#### TEXTO DEL EJERCICIO
En Francia son muy aficionados a establecer paralelismos entre los políticos actuales y los de otro tiempo. Los franceses tienen un acusado sentido de la historia, un tanto en el sentido clásico de maestra de la vida, como decía Cicerón. Los paralelismos pueden servir para intentar descifrar el semblante y la actitud de los políticos, aunque también responden a la imagen que las personalidades públicas quieren dar de sí mismas. No es muy diferente de los presidentes de EE.UU., donde recordamos a un Obama jugando con las imágenes de Lincoln, Roosevelt, Eisenhower y Kennedy en diversos momentos de su mandato. En Francia, los paralelismos no son meros ingredientes para las revistas de historia o los suplementos dominicales. Forman parte, además, del discurso de los analistas políticos. Y Macron admite hasta los paralelismos literarios: estar casado con Brigitte, una mujer veinticuatro años mayor que él y profesora suya en un colegio de los jesuitas, le sirve para compararle con Julien Sorel, el protagonista de Rojo y Negro de Stendhal.
########
### CONSIGNA
Indica, por favor, con qué personaje literario se compara a Macron según el texto sobre los paralelismos políticos en Francia.
#### MATERIAL PROPORCIONADO
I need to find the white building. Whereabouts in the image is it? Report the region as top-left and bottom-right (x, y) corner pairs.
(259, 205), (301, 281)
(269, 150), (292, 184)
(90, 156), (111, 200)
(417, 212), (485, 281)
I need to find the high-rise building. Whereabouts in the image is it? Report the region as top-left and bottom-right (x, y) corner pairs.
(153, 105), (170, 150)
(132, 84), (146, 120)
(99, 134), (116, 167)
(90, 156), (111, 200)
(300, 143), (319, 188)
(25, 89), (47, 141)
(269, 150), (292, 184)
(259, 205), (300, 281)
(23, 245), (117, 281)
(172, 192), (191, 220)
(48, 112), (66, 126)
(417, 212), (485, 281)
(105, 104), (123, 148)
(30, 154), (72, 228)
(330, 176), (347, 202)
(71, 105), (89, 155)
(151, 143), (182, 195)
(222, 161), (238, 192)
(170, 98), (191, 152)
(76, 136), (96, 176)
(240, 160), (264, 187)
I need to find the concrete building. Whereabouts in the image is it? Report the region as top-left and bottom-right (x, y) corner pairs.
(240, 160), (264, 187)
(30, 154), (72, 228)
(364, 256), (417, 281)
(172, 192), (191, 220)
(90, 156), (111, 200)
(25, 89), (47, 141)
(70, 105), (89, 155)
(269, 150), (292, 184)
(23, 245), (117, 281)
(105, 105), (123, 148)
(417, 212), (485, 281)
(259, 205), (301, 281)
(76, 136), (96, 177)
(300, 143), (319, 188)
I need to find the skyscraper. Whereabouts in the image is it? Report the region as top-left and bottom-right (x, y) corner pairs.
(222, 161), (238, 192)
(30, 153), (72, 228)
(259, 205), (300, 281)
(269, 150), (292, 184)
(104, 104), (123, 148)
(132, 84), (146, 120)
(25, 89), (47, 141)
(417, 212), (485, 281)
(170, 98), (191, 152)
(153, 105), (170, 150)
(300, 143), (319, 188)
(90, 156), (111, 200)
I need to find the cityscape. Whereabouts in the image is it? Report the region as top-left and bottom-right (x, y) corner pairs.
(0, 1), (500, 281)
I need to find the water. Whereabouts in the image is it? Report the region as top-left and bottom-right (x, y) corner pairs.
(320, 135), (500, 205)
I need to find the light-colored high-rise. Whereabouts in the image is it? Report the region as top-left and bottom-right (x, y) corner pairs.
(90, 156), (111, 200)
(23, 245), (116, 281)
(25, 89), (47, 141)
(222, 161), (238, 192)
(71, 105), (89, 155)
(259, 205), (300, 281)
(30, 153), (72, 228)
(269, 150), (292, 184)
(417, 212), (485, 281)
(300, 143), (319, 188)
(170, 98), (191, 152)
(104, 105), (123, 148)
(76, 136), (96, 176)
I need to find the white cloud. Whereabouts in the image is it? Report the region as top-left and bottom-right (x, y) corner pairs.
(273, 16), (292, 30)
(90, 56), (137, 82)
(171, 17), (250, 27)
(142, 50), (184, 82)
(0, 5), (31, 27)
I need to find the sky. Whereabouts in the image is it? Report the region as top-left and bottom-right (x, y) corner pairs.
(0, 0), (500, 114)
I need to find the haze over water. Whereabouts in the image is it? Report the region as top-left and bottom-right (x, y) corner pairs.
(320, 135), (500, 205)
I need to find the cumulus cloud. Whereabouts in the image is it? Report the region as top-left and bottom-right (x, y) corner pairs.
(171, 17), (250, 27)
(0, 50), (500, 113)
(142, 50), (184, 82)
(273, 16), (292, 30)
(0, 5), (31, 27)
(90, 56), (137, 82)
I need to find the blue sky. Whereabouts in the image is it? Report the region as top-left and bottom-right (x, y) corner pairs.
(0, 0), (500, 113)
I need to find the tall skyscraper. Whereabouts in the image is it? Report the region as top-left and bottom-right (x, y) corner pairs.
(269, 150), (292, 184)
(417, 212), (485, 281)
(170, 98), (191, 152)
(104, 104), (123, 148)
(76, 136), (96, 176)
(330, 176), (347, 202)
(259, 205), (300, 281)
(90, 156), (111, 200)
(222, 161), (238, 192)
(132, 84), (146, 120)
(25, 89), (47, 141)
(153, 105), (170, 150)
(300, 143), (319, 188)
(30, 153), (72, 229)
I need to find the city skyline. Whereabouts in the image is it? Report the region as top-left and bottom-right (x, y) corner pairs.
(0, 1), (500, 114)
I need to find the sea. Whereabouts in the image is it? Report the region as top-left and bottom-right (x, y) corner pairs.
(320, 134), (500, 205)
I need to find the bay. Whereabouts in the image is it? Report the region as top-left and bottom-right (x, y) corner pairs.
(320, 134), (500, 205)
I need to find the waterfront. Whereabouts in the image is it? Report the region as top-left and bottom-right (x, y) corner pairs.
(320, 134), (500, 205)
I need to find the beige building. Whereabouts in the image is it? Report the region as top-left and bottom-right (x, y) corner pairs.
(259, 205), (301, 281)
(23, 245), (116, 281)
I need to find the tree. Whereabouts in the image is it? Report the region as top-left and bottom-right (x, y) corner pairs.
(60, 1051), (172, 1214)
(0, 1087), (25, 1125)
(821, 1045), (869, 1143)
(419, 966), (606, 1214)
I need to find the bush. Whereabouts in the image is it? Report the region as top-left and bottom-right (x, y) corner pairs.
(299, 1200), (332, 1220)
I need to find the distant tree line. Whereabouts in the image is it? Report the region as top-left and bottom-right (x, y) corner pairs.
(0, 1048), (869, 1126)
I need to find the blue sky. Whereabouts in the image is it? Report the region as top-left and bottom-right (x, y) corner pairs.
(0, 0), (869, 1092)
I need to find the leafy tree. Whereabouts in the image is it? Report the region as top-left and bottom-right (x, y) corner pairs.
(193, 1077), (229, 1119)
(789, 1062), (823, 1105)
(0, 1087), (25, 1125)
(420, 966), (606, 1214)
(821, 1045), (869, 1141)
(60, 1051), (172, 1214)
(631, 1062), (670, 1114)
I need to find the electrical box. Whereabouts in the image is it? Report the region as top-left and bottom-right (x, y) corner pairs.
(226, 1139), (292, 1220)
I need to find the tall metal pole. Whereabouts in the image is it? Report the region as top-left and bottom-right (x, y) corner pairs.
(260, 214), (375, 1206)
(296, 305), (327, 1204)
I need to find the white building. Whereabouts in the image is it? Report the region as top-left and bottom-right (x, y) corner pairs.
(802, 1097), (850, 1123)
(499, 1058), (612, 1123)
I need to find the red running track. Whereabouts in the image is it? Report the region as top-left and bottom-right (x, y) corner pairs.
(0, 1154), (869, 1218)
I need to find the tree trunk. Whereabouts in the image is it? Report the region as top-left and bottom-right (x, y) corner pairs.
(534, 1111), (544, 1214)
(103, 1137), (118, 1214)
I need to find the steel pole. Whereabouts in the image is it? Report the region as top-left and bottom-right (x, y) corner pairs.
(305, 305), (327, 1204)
########
### RESPUESTA
Con Julien Sorel, el protagonista de Rojo y Negro de Stendhal.